* _READING TEXT_
Segment Open
Aida Marina Quilcué Vivas is a Colombian politician, indigenous and social leader of the Paez people. She belongs to the Regional Indigenous Council of Cauca (CRIC), she has been a UNESCO human rights and peace advisor. In 2022, she was elected to the Senate of the Republic by the Special Indigenous Constituency with the endorsement of her party, the Alternative Indigenous and Social Movement (MAIS).

Biography
In the 1990s, Quilcué was a health promoter for the Cauca Indigenous Association (AIC). In 2000, she was coordinator of the health program at the AIC and at the Regional Indigenous Council of Huila (CRIHU).

Between 2003 and 2009, Quilcué was appointed Senior Counselor of the Regional Indigenous Council of Cauca (CRIC), being one of the organizers of the 2008 Indigenous Minga in which thousands of indigenous people participated who marched to Bogotá in protest. In this mobilization, her husband Edwin Legarda died on 16 December in a hospital in Popayán after receiving three rifle shots fired by soldiers on the road that connects Inzá with Totoró, in the department of Cauca. During the trial and In subsequent years, Quilcué and her daughter have been victims of death threats and attacks.
Segment Closed
* _WORK TASK A_
Answer these questions from the passage on Aida Quilcué:
(i) Which party endorsed her election to the Senate in 2022?
(ii) What role did she hold at the Cauca Indigenous Association in the 1990s?
(iii) In what city's hospital did her husband die?
* _WORK TASK B_
Repeat the passage on Aida Quilcué word for word, from "Between 2003 and" up to and including "threats and attacks.".
* _WORK TASK C_
According to the passage on Aida Quilcué, why did her husband Edwin Legarda die? Answer in one to three sentences.

[Entries taken from a collection]
Segment Open
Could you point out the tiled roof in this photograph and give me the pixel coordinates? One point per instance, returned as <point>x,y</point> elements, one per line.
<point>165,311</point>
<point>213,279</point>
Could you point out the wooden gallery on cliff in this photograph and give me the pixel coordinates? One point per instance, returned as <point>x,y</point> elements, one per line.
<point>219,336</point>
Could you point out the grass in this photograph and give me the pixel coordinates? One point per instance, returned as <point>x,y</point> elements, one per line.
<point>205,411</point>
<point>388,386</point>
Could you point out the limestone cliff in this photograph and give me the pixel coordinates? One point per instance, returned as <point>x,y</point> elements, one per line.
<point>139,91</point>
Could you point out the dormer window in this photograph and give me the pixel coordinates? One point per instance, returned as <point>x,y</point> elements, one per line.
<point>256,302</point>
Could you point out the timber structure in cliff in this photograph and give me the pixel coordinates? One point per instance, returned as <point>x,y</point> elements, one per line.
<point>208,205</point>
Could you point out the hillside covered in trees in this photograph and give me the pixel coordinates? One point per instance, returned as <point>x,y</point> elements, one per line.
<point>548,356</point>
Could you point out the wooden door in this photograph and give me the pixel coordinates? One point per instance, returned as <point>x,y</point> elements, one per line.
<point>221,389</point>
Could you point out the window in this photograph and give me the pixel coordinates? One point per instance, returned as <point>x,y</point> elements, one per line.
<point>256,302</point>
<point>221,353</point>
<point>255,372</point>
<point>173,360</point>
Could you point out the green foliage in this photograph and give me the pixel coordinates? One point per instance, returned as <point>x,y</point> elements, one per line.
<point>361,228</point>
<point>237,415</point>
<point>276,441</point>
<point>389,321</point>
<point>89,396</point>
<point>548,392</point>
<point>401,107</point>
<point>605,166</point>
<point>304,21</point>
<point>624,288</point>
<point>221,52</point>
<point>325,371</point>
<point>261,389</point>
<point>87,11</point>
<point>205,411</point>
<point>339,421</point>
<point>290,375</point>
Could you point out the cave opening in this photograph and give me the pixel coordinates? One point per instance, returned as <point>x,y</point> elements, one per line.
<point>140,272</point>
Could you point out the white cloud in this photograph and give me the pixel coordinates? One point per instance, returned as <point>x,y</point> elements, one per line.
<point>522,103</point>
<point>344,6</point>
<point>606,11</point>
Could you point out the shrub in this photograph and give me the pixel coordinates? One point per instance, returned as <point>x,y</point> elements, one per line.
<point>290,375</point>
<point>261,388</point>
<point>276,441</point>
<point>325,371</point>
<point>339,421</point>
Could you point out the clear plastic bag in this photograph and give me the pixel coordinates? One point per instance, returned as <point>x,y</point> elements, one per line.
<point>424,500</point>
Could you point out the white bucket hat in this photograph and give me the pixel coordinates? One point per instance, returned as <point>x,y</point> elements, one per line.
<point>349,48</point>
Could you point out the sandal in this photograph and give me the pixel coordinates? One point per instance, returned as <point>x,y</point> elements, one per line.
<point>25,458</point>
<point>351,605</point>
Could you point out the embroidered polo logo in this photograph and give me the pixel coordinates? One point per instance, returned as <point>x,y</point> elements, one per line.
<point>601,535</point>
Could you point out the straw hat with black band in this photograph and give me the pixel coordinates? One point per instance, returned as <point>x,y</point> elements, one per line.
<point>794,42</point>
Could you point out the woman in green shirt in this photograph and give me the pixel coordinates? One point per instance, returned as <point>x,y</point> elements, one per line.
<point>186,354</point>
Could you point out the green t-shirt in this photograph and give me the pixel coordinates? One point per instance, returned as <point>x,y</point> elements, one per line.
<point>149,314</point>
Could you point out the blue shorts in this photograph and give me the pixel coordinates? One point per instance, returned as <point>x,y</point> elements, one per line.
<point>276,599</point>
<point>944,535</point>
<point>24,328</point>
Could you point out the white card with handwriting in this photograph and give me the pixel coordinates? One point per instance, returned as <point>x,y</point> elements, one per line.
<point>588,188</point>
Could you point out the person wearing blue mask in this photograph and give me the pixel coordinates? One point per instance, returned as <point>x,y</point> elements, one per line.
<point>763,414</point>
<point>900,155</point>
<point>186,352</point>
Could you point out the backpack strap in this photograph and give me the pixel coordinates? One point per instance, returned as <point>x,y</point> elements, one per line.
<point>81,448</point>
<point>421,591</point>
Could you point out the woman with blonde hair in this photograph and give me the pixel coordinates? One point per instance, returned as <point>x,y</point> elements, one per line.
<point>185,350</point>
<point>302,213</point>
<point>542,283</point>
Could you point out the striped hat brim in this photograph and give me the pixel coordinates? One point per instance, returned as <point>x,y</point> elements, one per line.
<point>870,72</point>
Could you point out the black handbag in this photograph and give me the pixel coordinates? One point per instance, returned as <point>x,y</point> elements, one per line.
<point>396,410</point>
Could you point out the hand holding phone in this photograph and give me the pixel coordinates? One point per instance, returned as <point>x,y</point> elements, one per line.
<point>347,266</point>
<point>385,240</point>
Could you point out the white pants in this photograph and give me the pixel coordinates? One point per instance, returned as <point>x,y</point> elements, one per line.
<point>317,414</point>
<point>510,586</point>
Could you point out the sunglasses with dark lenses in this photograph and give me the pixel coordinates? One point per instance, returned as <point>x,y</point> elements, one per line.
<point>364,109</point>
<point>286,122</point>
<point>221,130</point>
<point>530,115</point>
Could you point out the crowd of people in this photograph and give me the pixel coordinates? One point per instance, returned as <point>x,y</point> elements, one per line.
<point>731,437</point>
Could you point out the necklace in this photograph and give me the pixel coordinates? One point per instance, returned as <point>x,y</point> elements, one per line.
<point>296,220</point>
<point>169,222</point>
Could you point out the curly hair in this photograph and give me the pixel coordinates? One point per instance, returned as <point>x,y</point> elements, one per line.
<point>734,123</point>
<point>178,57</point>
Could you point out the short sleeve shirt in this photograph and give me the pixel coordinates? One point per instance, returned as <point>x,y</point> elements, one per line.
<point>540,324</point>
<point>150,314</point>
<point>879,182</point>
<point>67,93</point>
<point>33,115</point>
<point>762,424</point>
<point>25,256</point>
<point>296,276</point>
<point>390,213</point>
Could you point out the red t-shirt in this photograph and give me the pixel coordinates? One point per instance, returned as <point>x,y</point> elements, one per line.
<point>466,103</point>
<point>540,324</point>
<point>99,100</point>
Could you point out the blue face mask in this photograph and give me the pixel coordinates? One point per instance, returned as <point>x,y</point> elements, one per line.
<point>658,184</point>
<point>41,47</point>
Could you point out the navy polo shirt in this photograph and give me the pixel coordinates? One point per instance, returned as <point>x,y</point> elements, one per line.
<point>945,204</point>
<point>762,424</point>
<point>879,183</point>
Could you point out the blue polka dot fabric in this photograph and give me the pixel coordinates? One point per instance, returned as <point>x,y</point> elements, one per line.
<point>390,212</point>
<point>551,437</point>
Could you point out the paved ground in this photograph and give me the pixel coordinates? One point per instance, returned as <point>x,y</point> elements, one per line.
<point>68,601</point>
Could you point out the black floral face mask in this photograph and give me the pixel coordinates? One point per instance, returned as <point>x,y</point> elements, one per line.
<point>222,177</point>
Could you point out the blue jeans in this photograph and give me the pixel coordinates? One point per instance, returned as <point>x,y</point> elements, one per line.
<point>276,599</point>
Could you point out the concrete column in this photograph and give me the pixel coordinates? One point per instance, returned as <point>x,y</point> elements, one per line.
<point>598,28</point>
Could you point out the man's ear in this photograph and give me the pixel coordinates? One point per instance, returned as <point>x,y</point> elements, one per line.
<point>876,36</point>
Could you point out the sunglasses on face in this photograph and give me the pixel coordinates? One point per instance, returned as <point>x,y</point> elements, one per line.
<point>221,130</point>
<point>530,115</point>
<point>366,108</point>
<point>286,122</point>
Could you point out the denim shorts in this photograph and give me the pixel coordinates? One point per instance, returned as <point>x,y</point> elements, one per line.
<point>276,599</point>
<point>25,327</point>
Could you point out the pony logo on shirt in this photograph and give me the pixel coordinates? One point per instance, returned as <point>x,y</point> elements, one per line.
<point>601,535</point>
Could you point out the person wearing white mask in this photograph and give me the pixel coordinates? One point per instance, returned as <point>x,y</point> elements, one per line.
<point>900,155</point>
Segment Closed
* _EXERCISE RESPONSE A_
(i) The Alternative Indigenous and Social Movement (MAIS).
(ii) She was a health promoter.
(iii) Popayán.

* _EXERCISE RESPONSE B_
Between 2003 and 2009, Quilcué was appointed Senior Counselor of the Regional Indigenous Council of Cauca (CRIC), being one of the organizers of the 2008 Indigenous Minga in which thousands of indigenous people participated who marched to Bogotá in protest. In this mobilization, her husband Edwin Legarda died on 16 December in a hospital in Popayán after receiving three rifle shots fired by soldiers on the road that connects Inzá with Totoró, in the department of Cauca. During the trial and In subsequent years, Quilcué and her daughter have been victims of death threats and attacks.

* _EXERCISE RESPONSE C_
He was hit by three rifle shots fired by soldiers on the road connecting Inzá with Totoró, in the department of Cauca. This happened during the 2008 Indigenous Minga. He died on 16 December in a hospital in Popayán.